--- START OF Document excerpt ---

Submitted by zzazzeefrazzee (United States), Mar 19, 2008 at 21:25

Jennifer:

That verse is noticeably lacking the phrase "only guaranteed". Sorry!

As far as the web sites that you feel "reiterate" this information, do they also stress that it contains the phrase "only guaranteed". The funny thing is there are plenty of other traditions guaranteeing certain people paradise that have nothing to do with killing unbelievers.

For example:
"Those who spend (benevolently) in ease as well as in straitness, and those who restrain (their) anger and pardon men; and Allah loves the doers of good (to others). And those who when they commit an indecency or do injustice to their souls remember Allah and ask forgiveness for their faults—and who forgives the faults but Allah, and (who) do not knowingly persist in what they have done. (As for) these—their reward is forgiveness from their Lord, and gardens beneath which rivers flow, to abide in them, and excellent is the reward of the laborers."

--- END OF Document excerpt ---
--- START OF Provided data ---

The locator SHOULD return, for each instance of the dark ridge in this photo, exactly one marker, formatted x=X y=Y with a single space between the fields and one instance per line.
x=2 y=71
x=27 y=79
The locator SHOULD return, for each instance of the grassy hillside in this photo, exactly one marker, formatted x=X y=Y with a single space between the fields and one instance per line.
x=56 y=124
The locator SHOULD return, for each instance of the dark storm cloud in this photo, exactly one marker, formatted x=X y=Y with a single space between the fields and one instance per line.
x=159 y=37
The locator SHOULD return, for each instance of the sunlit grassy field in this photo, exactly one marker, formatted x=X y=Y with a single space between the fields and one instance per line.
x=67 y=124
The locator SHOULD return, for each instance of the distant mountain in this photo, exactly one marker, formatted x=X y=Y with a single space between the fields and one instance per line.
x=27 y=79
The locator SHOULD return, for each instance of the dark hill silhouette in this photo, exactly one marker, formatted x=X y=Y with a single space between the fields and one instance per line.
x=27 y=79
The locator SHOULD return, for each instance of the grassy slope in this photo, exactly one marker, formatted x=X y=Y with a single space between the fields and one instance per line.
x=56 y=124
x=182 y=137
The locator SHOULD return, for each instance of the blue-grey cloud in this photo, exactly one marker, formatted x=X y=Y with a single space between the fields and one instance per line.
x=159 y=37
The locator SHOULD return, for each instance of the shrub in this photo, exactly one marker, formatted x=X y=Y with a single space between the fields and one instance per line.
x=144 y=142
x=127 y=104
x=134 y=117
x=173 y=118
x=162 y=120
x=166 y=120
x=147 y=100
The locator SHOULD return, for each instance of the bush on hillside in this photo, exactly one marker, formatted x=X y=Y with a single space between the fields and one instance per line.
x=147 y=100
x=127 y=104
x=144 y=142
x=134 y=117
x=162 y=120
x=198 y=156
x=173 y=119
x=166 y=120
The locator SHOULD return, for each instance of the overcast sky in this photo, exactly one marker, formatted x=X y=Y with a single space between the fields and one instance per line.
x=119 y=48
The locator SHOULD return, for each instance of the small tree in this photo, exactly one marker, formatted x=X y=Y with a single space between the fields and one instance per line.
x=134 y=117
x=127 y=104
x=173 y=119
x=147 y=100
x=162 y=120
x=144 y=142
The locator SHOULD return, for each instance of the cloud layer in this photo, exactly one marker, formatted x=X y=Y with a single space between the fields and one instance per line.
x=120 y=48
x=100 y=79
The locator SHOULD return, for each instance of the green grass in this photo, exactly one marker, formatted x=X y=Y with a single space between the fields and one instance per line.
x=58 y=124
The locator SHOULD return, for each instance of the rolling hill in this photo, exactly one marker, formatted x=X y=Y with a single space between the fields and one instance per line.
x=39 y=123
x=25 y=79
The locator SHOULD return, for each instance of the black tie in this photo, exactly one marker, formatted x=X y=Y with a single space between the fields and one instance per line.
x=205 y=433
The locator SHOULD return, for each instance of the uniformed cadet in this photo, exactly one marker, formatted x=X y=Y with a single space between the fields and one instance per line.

--- END OF Provided data ---

→ **What to do**:
a) In the comment about paradise, why does the writer quote the passage that follows "For example:"? Answer in one to three sentences.
b) Take the comment about paradise further, continuing from its final sentence.

→ **Answers given**:
a) The writer quotes it as one of the many traditions that guarantee certain people paradise without any connection to killing unbelievers. It promises forgiveness and gardens beneath which rivers flow to people who give generously, restrain their anger, pardon others and seek forgiveness for their faults.

b)
Qur'an, 3:134-136

Do the sites you refer ever bother to mention the above verse? Here are a few more confounding variables you may have not considered.

No Jennifer, I did not argue that the Christian and Muslim views of God are exactly the same. I do argue that the Jewish view of God is much closer that of Islam than that of Christianity for reasons previously outlined. The Great Jewish philosopher Maimonides in no uncertain terms vehemently condemned the concept of trinity, as do Muslims.

""Believe in the Lord Jesus, and you shall be saved." - Acts 16:31"

Funny thing, but many Muslims I know would have no problem with this verse, as they believe Jesus to be a prophet, and that to believe the words of the prophets leads one to righteousness, ad thereby salvation. It doesn't indicate the necessity of a belief in trinity. Do you fully understand what many Muslims believe regarding Christ? have you ever discussed this with Muslim theologians? Have your theologians ever done so? Or do they just nonchalantly lambaste them?

"But He never promised eternal life as a reward for this; also, your assumption that the God of the Bible commanded killing based on people being "unbelievers" is incorrect."

Isn't it obvious that idolaters are by this definition, unbelievers?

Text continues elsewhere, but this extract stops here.